Return every line from the items below that includes the word "neckline".

##### Records for this task #####

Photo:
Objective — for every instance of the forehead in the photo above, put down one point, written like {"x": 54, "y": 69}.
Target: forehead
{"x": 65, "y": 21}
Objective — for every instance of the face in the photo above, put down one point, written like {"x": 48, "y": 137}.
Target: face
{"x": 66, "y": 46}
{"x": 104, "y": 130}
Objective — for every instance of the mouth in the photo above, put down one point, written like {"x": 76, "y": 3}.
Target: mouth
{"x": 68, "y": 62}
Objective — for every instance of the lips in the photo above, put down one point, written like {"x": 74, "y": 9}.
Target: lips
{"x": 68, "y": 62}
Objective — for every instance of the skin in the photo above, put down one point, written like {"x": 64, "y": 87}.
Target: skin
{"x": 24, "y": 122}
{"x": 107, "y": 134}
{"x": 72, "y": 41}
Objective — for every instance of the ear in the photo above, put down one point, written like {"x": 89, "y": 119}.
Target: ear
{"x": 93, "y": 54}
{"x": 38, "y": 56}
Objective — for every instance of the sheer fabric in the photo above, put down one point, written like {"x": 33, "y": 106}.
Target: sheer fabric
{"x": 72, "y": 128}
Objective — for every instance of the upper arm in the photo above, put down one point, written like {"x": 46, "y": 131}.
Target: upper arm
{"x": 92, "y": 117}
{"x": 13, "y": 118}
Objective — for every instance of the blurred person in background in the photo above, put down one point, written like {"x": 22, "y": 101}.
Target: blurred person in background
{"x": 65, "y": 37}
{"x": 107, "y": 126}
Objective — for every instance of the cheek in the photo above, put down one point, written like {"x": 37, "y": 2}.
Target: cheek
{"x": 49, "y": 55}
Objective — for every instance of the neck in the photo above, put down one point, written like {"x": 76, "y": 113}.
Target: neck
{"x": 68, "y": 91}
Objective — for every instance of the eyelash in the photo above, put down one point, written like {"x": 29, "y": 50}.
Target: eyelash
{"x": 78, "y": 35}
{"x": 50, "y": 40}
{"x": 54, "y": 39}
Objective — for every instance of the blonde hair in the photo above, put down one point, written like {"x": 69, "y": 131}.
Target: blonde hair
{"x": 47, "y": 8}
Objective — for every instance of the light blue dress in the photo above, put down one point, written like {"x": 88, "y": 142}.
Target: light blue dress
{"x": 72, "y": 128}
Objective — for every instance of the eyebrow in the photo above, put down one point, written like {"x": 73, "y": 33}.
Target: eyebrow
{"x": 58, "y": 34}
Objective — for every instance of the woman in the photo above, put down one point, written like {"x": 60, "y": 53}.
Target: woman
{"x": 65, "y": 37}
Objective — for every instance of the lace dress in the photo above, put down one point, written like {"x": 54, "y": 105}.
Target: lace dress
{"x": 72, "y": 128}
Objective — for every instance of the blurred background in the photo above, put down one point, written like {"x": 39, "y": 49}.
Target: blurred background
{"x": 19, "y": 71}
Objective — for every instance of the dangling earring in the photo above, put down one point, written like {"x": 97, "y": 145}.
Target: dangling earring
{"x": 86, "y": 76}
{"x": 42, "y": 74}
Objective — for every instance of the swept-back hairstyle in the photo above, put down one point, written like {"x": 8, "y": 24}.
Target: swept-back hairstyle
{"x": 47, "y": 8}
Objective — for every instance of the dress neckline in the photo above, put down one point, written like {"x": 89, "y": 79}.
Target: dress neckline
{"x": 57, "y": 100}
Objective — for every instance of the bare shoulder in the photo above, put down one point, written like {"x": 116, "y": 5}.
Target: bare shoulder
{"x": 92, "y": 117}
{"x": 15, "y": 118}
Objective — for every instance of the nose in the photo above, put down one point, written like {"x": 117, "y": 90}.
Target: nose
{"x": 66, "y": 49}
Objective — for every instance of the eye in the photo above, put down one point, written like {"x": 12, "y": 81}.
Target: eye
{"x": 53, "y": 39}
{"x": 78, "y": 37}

#####
##### Records for this task #####

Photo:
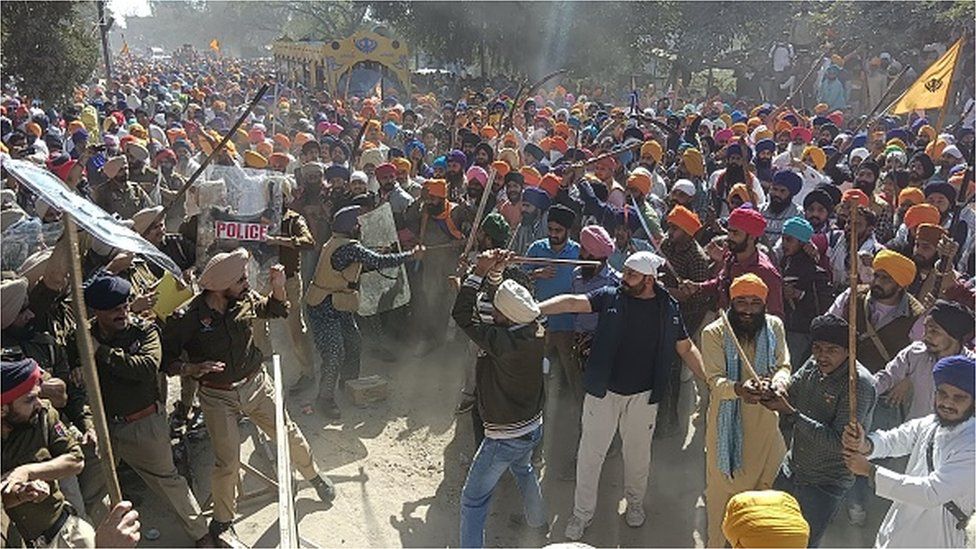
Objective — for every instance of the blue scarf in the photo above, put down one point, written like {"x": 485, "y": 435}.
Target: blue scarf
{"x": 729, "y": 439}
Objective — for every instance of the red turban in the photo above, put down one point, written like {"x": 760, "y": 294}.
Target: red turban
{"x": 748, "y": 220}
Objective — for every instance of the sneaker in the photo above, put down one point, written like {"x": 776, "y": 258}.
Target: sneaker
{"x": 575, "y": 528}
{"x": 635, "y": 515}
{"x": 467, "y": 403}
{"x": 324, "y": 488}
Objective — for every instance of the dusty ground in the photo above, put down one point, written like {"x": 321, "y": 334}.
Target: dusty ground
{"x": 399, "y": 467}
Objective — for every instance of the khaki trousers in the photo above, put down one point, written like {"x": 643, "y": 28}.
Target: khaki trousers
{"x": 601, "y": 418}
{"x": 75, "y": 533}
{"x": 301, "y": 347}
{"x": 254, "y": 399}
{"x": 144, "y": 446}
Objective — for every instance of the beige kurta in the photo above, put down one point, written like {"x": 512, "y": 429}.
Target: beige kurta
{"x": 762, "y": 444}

#####
##### Records for this task #####

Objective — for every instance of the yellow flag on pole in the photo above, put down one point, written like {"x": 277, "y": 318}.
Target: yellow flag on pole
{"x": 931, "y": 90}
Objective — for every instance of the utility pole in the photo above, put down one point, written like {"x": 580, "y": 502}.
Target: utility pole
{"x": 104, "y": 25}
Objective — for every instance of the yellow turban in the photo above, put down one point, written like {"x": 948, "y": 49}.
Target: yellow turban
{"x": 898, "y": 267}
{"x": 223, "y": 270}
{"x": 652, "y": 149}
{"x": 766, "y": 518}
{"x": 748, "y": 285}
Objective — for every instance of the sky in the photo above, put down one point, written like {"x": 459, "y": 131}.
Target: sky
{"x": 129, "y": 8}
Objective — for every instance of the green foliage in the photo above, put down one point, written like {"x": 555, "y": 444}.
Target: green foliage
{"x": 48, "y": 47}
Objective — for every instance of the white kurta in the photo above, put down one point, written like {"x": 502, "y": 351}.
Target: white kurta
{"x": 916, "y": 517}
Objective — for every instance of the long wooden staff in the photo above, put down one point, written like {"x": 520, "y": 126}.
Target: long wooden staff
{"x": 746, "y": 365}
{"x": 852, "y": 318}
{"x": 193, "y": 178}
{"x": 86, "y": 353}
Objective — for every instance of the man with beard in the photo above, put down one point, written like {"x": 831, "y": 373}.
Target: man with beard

#####

• [Output]
Objective — for every instance of the dress neckline in the photo above, put down one point, written like {"x": 89, "y": 79}.
Target: dress neckline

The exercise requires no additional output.